§ What to do
Only the lines from the one bearing "Query: pencil holder" through the end of the entries should be output, exactly as they stand, and pictures should be skipped.

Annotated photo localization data
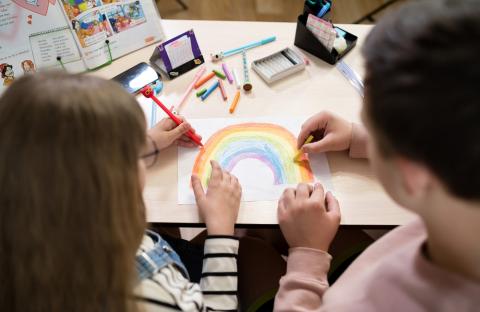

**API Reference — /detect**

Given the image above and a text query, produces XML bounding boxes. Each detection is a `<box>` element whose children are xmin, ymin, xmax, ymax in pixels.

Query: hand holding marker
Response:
<box><xmin>140</xmin><ymin>86</ymin><xmax>203</xmax><ymax>147</ymax></box>
<box><xmin>294</xmin><ymin>135</ymin><xmax>315</xmax><ymax>161</ymax></box>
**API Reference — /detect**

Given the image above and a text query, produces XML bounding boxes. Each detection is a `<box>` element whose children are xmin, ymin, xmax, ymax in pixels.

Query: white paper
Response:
<box><xmin>178</xmin><ymin>117</ymin><xmax>333</xmax><ymax>204</ymax></box>
<box><xmin>29</xmin><ymin>27</ymin><xmax>82</xmax><ymax>68</ymax></box>
<box><xmin>164</xmin><ymin>34</ymin><xmax>194</xmax><ymax>69</ymax></box>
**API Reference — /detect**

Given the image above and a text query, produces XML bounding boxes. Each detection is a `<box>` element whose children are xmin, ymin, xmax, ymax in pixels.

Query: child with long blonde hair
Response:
<box><xmin>0</xmin><ymin>72</ymin><xmax>241</xmax><ymax>311</ymax></box>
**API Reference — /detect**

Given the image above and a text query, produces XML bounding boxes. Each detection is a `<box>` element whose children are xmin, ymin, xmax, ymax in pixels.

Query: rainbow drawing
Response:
<box><xmin>193</xmin><ymin>123</ymin><xmax>314</xmax><ymax>187</ymax></box>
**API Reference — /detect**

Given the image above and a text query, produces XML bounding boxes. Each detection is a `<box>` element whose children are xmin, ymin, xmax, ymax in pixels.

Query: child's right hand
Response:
<box><xmin>277</xmin><ymin>183</ymin><xmax>340</xmax><ymax>252</ymax></box>
<box><xmin>191</xmin><ymin>160</ymin><xmax>242</xmax><ymax>236</ymax></box>
<box><xmin>298</xmin><ymin>111</ymin><xmax>352</xmax><ymax>154</ymax></box>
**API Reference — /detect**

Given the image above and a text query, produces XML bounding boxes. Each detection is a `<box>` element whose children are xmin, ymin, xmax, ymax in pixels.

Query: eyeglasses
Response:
<box><xmin>140</xmin><ymin>135</ymin><xmax>159</xmax><ymax>168</ymax></box>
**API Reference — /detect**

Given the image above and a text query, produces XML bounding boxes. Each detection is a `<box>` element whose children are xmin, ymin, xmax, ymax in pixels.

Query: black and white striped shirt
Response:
<box><xmin>135</xmin><ymin>235</ymin><xmax>239</xmax><ymax>311</ymax></box>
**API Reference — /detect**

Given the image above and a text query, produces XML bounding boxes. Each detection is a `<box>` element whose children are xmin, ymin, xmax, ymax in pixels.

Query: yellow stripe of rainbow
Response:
<box><xmin>193</xmin><ymin>123</ymin><xmax>314</xmax><ymax>187</ymax></box>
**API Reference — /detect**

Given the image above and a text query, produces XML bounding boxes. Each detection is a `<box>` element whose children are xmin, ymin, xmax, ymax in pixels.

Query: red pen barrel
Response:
<box><xmin>142</xmin><ymin>87</ymin><xmax>204</xmax><ymax>147</ymax></box>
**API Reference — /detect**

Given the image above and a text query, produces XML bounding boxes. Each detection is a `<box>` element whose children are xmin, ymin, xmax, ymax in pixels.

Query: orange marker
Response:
<box><xmin>218</xmin><ymin>79</ymin><xmax>227</xmax><ymax>101</ymax></box>
<box><xmin>229</xmin><ymin>90</ymin><xmax>240</xmax><ymax>114</ymax></box>
<box><xmin>194</xmin><ymin>72</ymin><xmax>215</xmax><ymax>89</ymax></box>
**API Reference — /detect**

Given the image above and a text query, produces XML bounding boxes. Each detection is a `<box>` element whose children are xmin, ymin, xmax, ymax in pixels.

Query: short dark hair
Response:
<box><xmin>363</xmin><ymin>0</ymin><xmax>480</xmax><ymax>200</ymax></box>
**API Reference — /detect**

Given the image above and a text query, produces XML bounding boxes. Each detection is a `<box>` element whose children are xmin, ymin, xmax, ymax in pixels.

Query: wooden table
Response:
<box><xmin>96</xmin><ymin>19</ymin><xmax>415</xmax><ymax>227</ymax></box>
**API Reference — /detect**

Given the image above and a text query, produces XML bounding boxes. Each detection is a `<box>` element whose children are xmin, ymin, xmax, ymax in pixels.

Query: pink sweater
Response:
<box><xmin>274</xmin><ymin>125</ymin><xmax>480</xmax><ymax>312</ymax></box>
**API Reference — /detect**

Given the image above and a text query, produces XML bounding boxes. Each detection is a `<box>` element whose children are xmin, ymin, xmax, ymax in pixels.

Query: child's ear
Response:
<box><xmin>395</xmin><ymin>157</ymin><xmax>433</xmax><ymax>198</ymax></box>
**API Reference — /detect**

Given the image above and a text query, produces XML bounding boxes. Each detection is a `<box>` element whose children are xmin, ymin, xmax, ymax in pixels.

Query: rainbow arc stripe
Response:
<box><xmin>193</xmin><ymin>123</ymin><xmax>314</xmax><ymax>186</ymax></box>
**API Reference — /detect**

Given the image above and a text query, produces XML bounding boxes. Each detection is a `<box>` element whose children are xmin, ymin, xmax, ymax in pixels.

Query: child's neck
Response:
<box><xmin>423</xmin><ymin>194</ymin><xmax>480</xmax><ymax>282</ymax></box>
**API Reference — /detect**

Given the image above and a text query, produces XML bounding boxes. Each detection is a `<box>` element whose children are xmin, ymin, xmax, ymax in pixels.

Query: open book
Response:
<box><xmin>0</xmin><ymin>0</ymin><xmax>164</xmax><ymax>93</ymax></box>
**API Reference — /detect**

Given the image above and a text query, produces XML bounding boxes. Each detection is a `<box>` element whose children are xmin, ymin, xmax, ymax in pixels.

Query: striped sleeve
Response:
<box><xmin>200</xmin><ymin>235</ymin><xmax>239</xmax><ymax>311</ymax></box>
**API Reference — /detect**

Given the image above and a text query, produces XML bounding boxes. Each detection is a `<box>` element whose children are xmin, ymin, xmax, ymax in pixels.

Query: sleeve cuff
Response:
<box><xmin>287</xmin><ymin>247</ymin><xmax>332</xmax><ymax>278</ymax></box>
<box><xmin>348</xmin><ymin>123</ymin><xmax>369</xmax><ymax>159</ymax></box>
<box><xmin>206</xmin><ymin>235</ymin><xmax>239</xmax><ymax>240</ymax></box>
<box><xmin>205</xmin><ymin>237</ymin><xmax>239</xmax><ymax>255</ymax></box>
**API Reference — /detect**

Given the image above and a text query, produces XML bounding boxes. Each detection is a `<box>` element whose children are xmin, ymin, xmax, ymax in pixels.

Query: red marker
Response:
<box><xmin>140</xmin><ymin>86</ymin><xmax>203</xmax><ymax>147</ymax></box>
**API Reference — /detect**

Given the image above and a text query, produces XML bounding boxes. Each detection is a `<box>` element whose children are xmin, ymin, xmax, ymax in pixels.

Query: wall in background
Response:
<box><xmin>157</xmin><ymin>0</ymin><xmax>410</xmax><ymax>24</ymax></box>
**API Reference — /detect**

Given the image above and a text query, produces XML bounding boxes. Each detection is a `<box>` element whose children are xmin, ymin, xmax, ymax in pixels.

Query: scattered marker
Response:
<box><xmin>229</xmin><ymin>90</ymin><xmax>241</xmax><ymax>114</ymax></box>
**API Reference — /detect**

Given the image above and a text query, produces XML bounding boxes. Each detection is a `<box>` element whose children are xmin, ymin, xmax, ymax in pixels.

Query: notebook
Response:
<box><xmin>0</xmin><ymin>0</ymin><xmax>164</xmax><ymax>93</ymax></box>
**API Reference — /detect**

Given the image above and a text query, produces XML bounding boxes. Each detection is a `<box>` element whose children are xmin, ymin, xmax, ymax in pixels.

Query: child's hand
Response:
<box><xmin>191</xmin><ymin>160</ymin><xmax>242</xmax><ymax>235</ymax></box>
<box><xmin>148</xmin><ymin>117</ymin><xmax>202</xmax><ymax>150</ymax></box>
<box><xmin>277</xmin><ymin>183</ymin><xmax>340</xmax><ymax>252</ymax></box>
<box><xmin>298</xmin><ymin>111</ymin><xmax>352</xmax><ymax>154</ymax></box>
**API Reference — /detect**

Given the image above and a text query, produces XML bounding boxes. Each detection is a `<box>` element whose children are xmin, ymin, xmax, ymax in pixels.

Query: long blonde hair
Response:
<box><xmin>0</xmin><ymin>72</ymin><xmax>147</xmax><ymax>311</ymax></box>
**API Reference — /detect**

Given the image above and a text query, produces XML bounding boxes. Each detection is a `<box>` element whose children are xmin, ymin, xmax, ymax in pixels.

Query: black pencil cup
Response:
<box><xmin>294</xmin><ymin>12</ymin><xmax>358</xmax><ymax>65</ymax></box>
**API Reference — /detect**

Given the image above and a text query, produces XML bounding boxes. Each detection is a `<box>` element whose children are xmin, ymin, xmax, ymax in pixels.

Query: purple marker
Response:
<box><xmin>222</xmin><ymin>63</ymin><xmax>234</xmax><ymax>84</ymax></box>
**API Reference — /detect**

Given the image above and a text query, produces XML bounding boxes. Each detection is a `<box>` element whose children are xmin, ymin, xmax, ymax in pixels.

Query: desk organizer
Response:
<box><xmin>252</xmin><ymin>47</ymin><xmax>305</xmax><ymax>84</ymax></box>
<box><xmin>294</xmin><ymin>12</ymin><xmax>357</xmax><ymax>65</ymax></box>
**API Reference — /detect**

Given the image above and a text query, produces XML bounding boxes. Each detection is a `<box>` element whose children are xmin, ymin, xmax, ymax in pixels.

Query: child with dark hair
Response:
<box><xmin>274</xmin><ymin>1</ymin><xmax>480</xmax><ymax>311</ymax></box>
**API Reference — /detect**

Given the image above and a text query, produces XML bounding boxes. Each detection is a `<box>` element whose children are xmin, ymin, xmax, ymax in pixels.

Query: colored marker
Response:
<box><xmin>294</xmin><ymin>135</ymin><xmax>315</xmax><ymax>160</ymax></box>
<box><xmin>213</xmin><ymin>69</ymin><xmax>226</xmax><ymax>79</ymax></box>
<box><xmin>140</xmin><ymin>86</ymin><xmax>203</xmax><ymax>147</ymax></box>
<box><xmin>232</xmin><ymin>68</ymin><xmax>241</xmax><ymax>89</ymax></box>
<box><xmin>194</xmin><ymin>71</ymin><xmax>215</xmax><ymax>89</ymax></box>
<box><xmin>218</xmin><ymin>79</ymin><xmax>227</xmax><ymax>101</ymax></box>
<box><xmin>317</xmin><ymin>2</ymin><xmax>330</xmax><ymax>17</ymax></box>
<box><xmin>222</xmin><ymin>63</ymin><xmax>233</xmax><ymax>84</ymax></box>
<box><xmin>200</xmin><ymin>80</ymin><xmax>220</xmax><ymax>101</ymax></box>
<box><xmin>211</xmin><ymin>36</ymin><xmax>276</xmax><ymax>62</ymax></box>
<box><xmin>174</xmin><ymin>66</ymin><xmax>205</xmax><ymax>113</ymax></box>
<box><xmin>196</xmin><ymin>88</ymin><xmax>207</xmax><ymax>97</ymax></box>
<box><xmin>242</xmin><ymin>50</ymin><xmax>252</xmax><ymax>92</ymax></box>
<box><xmin>229</xmin><ymin>90</ymin><xmax>241</xmax><ymax>114</ymax></box>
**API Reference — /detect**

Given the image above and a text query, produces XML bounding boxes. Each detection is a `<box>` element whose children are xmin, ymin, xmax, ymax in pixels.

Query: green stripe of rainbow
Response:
<box><xmin>193</xmin><ymin>123</ymin><xmax>314</xmax><ymax>186</ymax></box>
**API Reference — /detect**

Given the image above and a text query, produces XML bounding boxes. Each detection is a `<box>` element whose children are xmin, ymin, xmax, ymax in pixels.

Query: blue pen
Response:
<box><xmin>317</xmin><ymin>2</ymin><xmax>330</xmax><ymax>18</ymax></box>
<box><xmin>211</xmin><ymin>36</ymin><xmax>276</xmax><ymax>62</ymax></box>
<box><xmin>200</xmin><ymin>80</ymin><xmax>220</xmax><ymax>101</ymax></box>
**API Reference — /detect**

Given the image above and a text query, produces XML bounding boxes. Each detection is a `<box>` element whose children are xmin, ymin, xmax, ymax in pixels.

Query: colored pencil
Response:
<box><xmin>213</xmin><ymin>69</ymin><xmax>226</xmax><ymax>79</ymax></box>
<box><xmin>229</xmin><ymin>90</ymin><xmax>241</xmax><ymax>114</ymax></box>
<box><xmin>222</xmin><ymin>63</ymin><xmax>234</xmax><ymax>84</ymax></box>
<box><xmin>218</xmin><ymin>79</ymin><xmax>227</xmax><ymax>101</ymax></box>
<box><xmin>200</xmin><ymin>80</ymin><xmax>220</xmax><ymax>101</ymax></box>
<box><xmin>174</xmin><ymin>66</ymin><xmax>205</xmax><ymax>112</ymax></box>
<box><xmin>194</xmin><ymin>72</ymin><xmax>215</xmax><ymax>89</ymax></box>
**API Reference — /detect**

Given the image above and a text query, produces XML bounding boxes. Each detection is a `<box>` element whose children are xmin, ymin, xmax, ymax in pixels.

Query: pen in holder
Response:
<box><xmin>304</xmin><ymin>0</ymin><xmax>332</xmax><ymax>18</ymax></box>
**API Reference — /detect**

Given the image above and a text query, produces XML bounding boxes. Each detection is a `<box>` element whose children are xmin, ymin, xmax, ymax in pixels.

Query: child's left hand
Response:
<box><xmin>148</xmin><ymin>117</ymin><xmax>201</xmax><ymax>150</ymax></box>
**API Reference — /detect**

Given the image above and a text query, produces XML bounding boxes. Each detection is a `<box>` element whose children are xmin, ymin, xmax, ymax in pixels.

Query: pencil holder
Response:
<box><xmin>294</xmin><ymin>12</ymin><xmax>357</xmax><ymax>65</ymax></box>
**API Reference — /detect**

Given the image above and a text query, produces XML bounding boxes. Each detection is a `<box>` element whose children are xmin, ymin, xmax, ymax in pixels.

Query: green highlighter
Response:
<box><xmin>213</xmin><ymin>69</ymin><xmax>226</xmax><ymax>79</ymax></box>
<box><xmin>196</xmin><ymin>88</ymin><xmax>207</xmax><ymax>97</ymax></box>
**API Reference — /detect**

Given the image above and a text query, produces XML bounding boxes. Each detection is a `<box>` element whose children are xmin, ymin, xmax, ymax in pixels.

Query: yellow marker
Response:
<box><xmin>294</xmin><ymin>135</ymin><xmax>315</xmax><ymax>160</ymax></box>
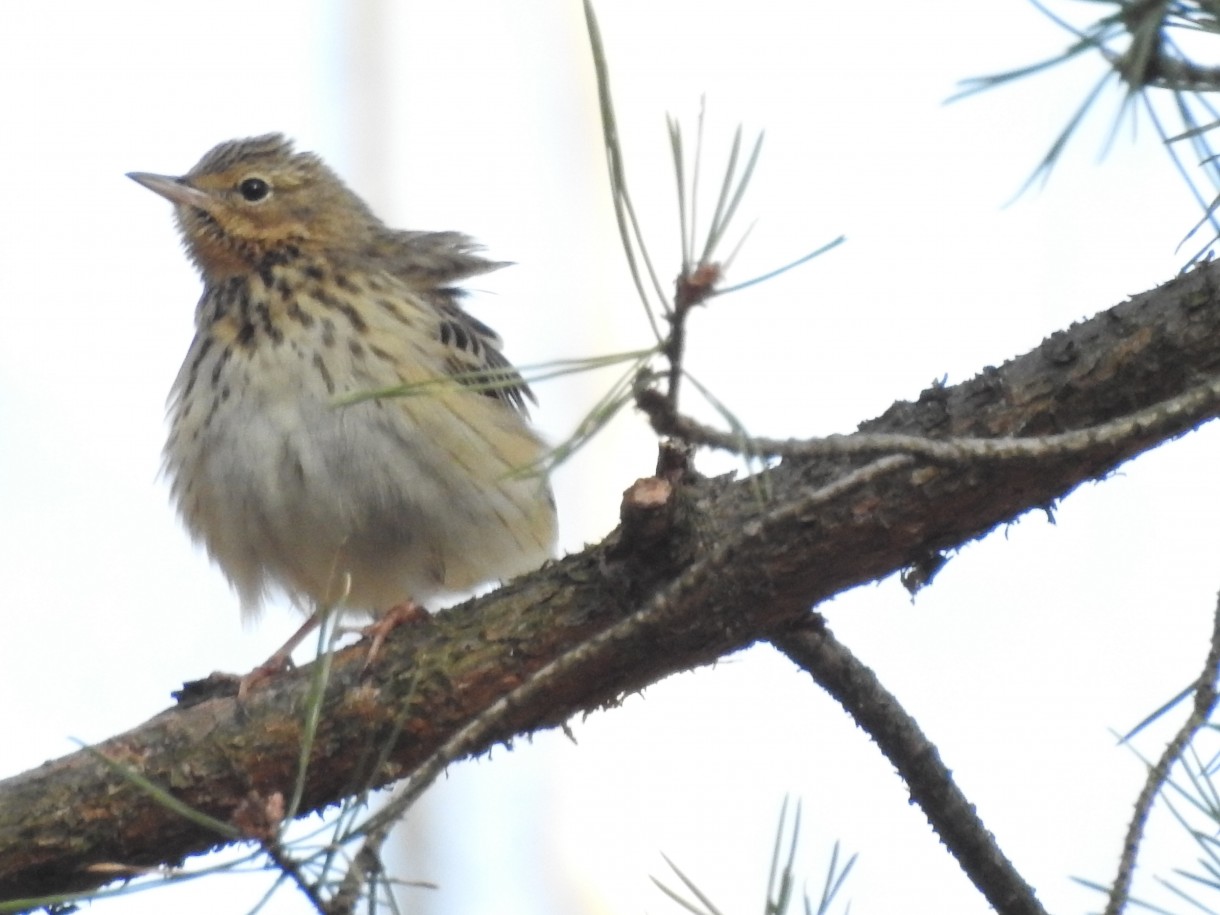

§ Solution to this exercise
Query: pencil holder
Response:
<box><xmin>294</xmin><ymin>12</ymin><xmax>357</xmax><ymax>65</ymax></box>
**API Reference — /detect**

Given the image above and a text query, produces XML bounding boxes. Each detection is a `<box>` element whose children are xmin, ymin, xmax, ymax in pixels.

Query: green highlighter
Response:
<box><xmin>213</xmin><ymin>69</ymin><xmax>226</xmax><ymax>79</ymax></box>
<box><xmin>196</xmin><ymin>88</ymin><xmax>207</xmax><ymax>97</ymax></box>
**API Reference — /detect**

Given the image above and a text query, produces XML bounding boxes. Each detection is a `<box>` element whose children are xmin, ymin, xmax, ymax in pixels.

Query: yellow marker
Response:
<box><xmin>294</xmin><ymin>135</ymin><xmax>315</xmax><ymax>160</ymax></box>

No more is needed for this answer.